■ **Instruction**
Copy every item below verbatim, keeping the original order and line breaks.

[Recorded data]
───
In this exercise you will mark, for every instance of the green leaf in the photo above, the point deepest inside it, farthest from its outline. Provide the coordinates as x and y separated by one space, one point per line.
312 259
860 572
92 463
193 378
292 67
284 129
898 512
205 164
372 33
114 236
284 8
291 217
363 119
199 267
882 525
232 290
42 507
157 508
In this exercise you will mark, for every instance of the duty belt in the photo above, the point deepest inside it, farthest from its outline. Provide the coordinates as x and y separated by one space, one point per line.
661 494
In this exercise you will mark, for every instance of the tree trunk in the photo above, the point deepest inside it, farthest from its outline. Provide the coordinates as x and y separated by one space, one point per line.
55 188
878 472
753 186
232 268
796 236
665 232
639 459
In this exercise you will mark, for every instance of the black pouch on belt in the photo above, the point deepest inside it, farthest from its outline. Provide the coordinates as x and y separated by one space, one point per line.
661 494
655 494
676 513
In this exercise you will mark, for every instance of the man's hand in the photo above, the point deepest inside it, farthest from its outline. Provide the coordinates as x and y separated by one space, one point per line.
───
■ **Solution below**
In this exercise you will mark, for every instance of the green leaf in the photo above, the point deepest inside it, farthest from its outline. Provide the coordinates as x and y separated by one space, one point per line.
312 259
860 572
92 463
193 378
292 67
284 129
898 512
205 164
372 33
114 236
284 8
291 217
363 119
199 267
882 525
232 290
42 507
157 508
In this exercise you will mark, for every instance of the duty belt in the photo above, the point deepest inside it, farthest from its outline. Provide the coordinates as x and y separated by one space, one point per line.
661 494
In this exercise you will mark, for every instance of the tree trunk in the photo above, the point deepest inside it, farthest from its outline. Provide the coordinates as x and y separated by one space, one point per line.
55 188
878 472
753 186
232 268
796 236
665 232
639 459
In this exercise you will mark, for every instance of the black pouch on belt in the photo above, the point deepest inside it, farthest from its outline. Provide the coordinates as x and y separated by one space, one point per line.
661 494
655 494
676 513
In this exercise you will mark, for every instance of the man's hand in the photo above, the point deepest inside it, farthest from its outline. Provide the coordinates as x and y separated by one space, one point per line.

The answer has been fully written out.